● PASSAGE GIVEN:
** start **

Gleason v. Phillips

470 P.2d 46 (1970)

James G. GLEASON and Betty L. Gleason, Plaintiffs in Error,
v.
W. E. PHILLIPS, Barbara Phillips, Jeff Phillips, and Carl Lombardi, Defendants in Error.

No. 24509.

Supreme Court of Colorado, En Banc.

June 1, 1970. Rehearing Denied June 29, 1970.

*47 Thomas C. Singer, Denver, for plaintiff in error.

No appearance for defendants in error.

PRINGLE, Justice.

James and Betty Gleason, hereinafter referred to as the plaintiffs, brought an action against William Phillips, Barbara Phillips, Jeff Phillips, and Carl Lombardi, hereinafter referred to as the defendants or by name, charging them with recurring trespasses on the plaintiffs' property and seeking relief in the form of an injunction and damages. The defendant answered denying acts of trespass and counter-claimed that the defendants had acquired a right-of-way by prescription over a portion of the plaintiffs' property shared as a common driveway. At trial the judge denied the plaintiffs' claims for relief and entered judgment recognizing an easement held by the defendants over a six foot strip of the plaintiffs' property for the purpose of entering and exiting from their garage.

The plaintiffs raise three contentions of error. (1) There is insufficient evidence to support the finding by the trial judge that the defendants had established their right to an easement by prescription. (2) The judge erred by not finding that the plaintiffs' survey of the property line was the correct boundary between the properties. (3) The judgment of the court is too indefinite to be enforced. We do not agree, and we affirm the decision of the trial court.

I.

The determination of this case once again rests on the application of the familiar rule that we will not disturb a judgment made by a trier of the facts which is based on competent evidence in the record. In evaluating the record in such a case we look at the evidence in the light most favorable to the prevailing party. Viewed in that light, we find the evidence in this case as hereinafter recited.

The controversy in this case involves two contiguous lots in Wah Keeney Park, Evergreen, Colorado: lot 41, now owned by the Gleasons, and lot 49, now owned by the Phillipses. Carl Lombardi testified that he purchased lot 49 in 1940 and in the same year built a driveway to provide access to the property. He built a cabin and garage on the lot in 1941. He could not properly use his garage and driveway without passing over a portion of lot 41. It is implicit in his testimony that the driveway, as constructed in 1940, passed over some portion of lot 41.

** end **

● DATASET RECORDS:
** start **

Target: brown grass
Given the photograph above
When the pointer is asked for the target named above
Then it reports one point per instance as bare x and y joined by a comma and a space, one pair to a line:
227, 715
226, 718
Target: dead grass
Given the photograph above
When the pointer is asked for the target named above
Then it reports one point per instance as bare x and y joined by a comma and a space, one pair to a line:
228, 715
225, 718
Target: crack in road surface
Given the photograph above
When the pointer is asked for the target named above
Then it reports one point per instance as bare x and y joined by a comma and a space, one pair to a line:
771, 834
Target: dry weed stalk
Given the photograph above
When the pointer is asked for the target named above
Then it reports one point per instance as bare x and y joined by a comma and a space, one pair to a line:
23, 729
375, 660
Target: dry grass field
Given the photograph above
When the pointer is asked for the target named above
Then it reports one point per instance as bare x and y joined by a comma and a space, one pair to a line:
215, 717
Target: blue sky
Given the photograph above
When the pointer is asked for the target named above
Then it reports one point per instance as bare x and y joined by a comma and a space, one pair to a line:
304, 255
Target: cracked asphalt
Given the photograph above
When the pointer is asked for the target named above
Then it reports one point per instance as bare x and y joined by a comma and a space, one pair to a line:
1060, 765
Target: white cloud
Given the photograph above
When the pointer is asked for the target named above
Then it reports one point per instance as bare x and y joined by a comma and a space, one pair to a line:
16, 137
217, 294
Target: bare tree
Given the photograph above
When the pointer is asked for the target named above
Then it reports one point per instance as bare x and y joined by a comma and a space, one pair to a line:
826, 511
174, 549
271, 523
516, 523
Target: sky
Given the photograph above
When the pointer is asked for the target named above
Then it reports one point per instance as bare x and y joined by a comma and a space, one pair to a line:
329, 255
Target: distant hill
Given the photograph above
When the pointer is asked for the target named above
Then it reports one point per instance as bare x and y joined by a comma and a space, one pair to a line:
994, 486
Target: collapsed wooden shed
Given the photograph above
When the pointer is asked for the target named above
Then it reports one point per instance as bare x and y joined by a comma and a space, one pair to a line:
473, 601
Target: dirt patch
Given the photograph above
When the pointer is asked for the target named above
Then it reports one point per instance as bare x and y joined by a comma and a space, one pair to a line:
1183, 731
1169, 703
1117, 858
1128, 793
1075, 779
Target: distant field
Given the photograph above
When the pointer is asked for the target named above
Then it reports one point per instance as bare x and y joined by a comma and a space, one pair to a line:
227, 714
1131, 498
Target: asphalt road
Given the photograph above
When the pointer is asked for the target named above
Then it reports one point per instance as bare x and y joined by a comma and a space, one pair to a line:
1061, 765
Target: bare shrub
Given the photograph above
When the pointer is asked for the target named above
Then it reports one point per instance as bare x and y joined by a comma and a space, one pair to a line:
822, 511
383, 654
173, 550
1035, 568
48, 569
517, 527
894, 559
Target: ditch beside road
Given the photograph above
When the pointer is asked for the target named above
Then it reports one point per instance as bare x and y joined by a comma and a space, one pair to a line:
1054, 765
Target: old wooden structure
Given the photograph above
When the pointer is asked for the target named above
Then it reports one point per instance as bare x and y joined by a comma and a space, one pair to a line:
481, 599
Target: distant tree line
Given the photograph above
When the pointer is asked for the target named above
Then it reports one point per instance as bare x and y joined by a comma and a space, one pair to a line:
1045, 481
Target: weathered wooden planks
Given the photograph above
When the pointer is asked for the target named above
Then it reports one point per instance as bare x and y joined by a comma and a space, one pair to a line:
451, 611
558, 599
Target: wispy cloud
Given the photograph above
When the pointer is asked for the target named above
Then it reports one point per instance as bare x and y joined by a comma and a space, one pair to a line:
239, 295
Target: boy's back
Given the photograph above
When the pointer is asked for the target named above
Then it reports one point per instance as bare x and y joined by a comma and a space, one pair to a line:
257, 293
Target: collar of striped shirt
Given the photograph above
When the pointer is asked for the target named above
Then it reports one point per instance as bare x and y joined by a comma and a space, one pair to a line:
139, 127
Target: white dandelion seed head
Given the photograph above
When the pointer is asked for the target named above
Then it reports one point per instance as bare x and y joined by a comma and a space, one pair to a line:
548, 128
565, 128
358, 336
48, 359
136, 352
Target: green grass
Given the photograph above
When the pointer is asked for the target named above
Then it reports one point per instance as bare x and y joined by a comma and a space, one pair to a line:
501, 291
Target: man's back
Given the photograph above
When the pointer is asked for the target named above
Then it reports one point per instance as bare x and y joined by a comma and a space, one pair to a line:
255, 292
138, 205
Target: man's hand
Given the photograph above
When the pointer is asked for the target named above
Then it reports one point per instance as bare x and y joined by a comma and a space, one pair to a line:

** end **

● DIRECTIVES:
A. From the court opinion, copy the passage that begins at the words "James G. GLEASON" and stops after the words "June 29, 1970.".
B. Answer these from the court opinion:
(i) Which court decided the case?
(ii) How wide was the strip of the plaintiffs' property covered by the easement?
(iii) In what year did Carl Lombardi build a cabin and garage on lot 49?
The records after the court opinion are separate material and are not part of it.

● RESULTS OF THE EXERCISE:
A.
James G. GLEASON and Betty L. Gleason, Plaintiffs in Error,
v.
W. E. PHILLIPS, Barbara Phillips, Jeff Phillips, and Carl Lombardi, Defendants in Error.

No. 24509.

Supreme Court of Colorado, En Banc.

June 1, 1970. Rehearing Denied June 29, 1970.

B.
(i) The Supreme Court of Colorado, En Banc.
(ii) Six feet.
(iii) 1941.